### DOCUMENT SECTION

M_J... I don't think this is reallly in the spirit of the English poachers. It's too "mini". I like it, but I think it is more in line with Perry's and Bill Hays's BB-shooters.


----------



## BCLuxor (Aug 24, 2010)

Ok MJ please post more pics of the attachment of them tubes please, or if possible whack up a small tutorial







I have been hesitent of Chinese tubes for lack of an attachment I could trust/quick/tool less that looks intriguing, sweet poacher btw.


----------



## M.J (Nov 1, 2010)

Dayhiker said:


> M_J... I don't think this is reallly in the spirit of the English poachers. It's too "mini". I like it, but I think it is more in line with Perry's and Bill Hays's BB-shooters.


It's a misconception that because these are small that they are only good for tiny ammo and light bands. I have a pretty hot set of 4-strand 2040s on it now and have been shooting 7/16", 1/2" and 5/8" marbles all day. Even with these lighter-pulling bands I have no doubt in it's ability to take all manner of birds with 7/16" steel or lead.
It's definately not a traditional English poacher but I think it is in the spirit of them.
Something else: this is the only slingshot I have that I can target shoot with both eyes open. The way I hold it (even lower in the hand than in the pictures) lets me basically just point my hand at the target and be very accurate. I'm all about micro-shooters!
I'll put something together on that attachment for you, Luxor.


----------



## BCLuxor (Aug 24, 2010)

Excellent thank you sir.









Edit Back on topic our "old-school" Milbro poachers are tiny. you can get them in a back pocket with ease. Granted the bands "square elastic" were traditionally huge hulks of long rubber that took a small winch and a boulder to gain any performance but I see the thinking in the small disposable poacher frame good work MJ.


----------



## harson (Oct 21, 2011)

cool ! back to basics everyday sling ,bet you can shoot just about any ammo with that bad boy , that is a real hunters sling ,no frills but get,s the job done .love it !


----------



## Dayhiker (Mar 13, 2010)

Mike, I don't care, it still ain't poacher stuff. You know i respect you. But still...


----------



## Chepo69 (May 1, 2010)

Muy simpático y devirtido

very funny


----------



## Bruno529 (Apr 8, 2012)

luxor5 said:


> Ok MJ please post more pics of the attachment of them tubes please, or if possible whack up a small tutorial
> 
> 
> 
> ...


What he said please







.... had thought of doing something like that with paracord, was worried it'd be too rough.

### Dataset rows on where objects show up
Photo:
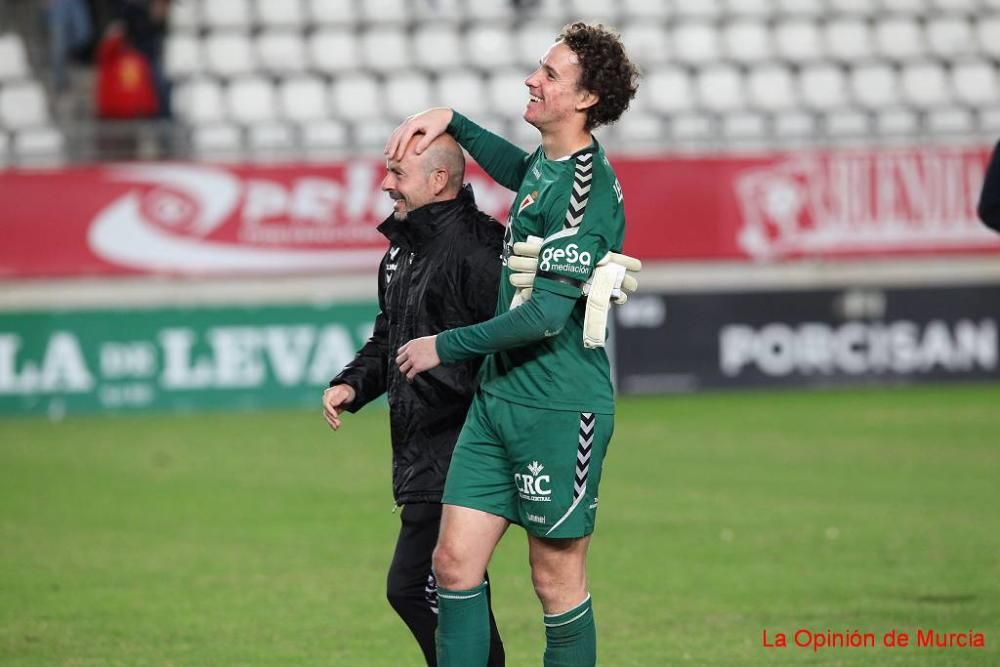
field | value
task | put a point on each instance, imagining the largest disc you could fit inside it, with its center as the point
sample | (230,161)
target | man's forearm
---
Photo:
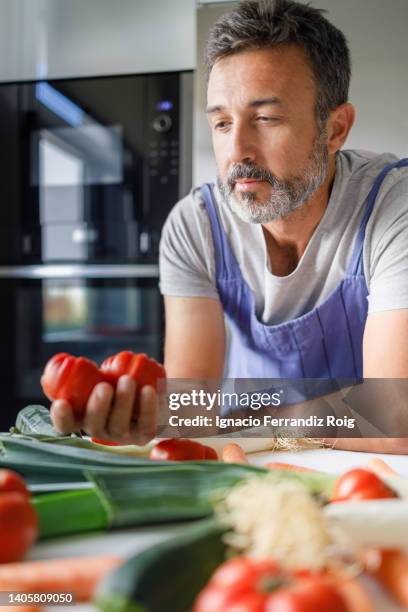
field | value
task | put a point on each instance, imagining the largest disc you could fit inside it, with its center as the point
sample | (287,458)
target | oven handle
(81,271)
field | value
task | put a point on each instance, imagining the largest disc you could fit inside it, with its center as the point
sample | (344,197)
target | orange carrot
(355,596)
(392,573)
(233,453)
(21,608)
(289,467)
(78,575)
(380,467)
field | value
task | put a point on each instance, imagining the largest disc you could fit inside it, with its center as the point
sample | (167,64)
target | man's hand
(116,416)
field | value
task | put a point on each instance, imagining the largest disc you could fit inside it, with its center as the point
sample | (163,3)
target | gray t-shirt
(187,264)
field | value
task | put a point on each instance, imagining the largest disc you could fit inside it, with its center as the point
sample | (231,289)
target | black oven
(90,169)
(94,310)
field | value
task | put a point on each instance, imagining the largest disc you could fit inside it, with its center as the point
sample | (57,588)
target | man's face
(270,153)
...
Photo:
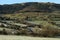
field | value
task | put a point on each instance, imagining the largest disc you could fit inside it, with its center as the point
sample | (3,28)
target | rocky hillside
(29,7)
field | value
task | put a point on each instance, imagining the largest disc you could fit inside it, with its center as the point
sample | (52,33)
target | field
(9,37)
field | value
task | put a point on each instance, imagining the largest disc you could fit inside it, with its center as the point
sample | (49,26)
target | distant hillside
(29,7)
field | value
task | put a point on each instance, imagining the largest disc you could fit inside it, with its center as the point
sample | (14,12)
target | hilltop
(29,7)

### REQUIRED TASKS
1: Repeat the slingshot thread starting with "Something else: this" and going on through "for you, Luxor.", swapping "slingshot" for "catapult".
2: Answer these questions using the slingshot thread:
(a) What sizes of marbles has M.J been shooting all day?
(b) According to BCLuxor, where can old-school Milbro poachers easily be carried?
(c) What had Bruno529 thought of using to do something similar to the attachment?
3: Decide whether each statement agrees with the slingshot thread, answering yes or no and quoting the words that settle it:
(a) M.J calls the slingshot a traditional English poacher.
(b) M.J can target shoot with both eyes open using this slingshot.
(c) Dayhiker ends up agreeing that it counts as poacher stuff.
The material above is separate from the slingshot thread.

### RESULTS OF THE TASKS
1:
Something else: this is the only catapult I have that I can target shoot with both eyes open. The way I hold it (even lower in the hand than in the pictures) lets me basically just point my hand at the target and be very accurate. I'm all about micro-shooters!
I'll put something together on that attachment for you, Luxor.

2:
(a) 7/16", 1/2" and 5/8" marbles.
(b) In a back pocket.
(c) Paracord.

3:
(a) No: "It's definately not a traditional English poacher"
(b) Yes: "this is the only slingshot I have that I can target shoot with both eyes open"
(c) No: "it still ain't poacher stuff"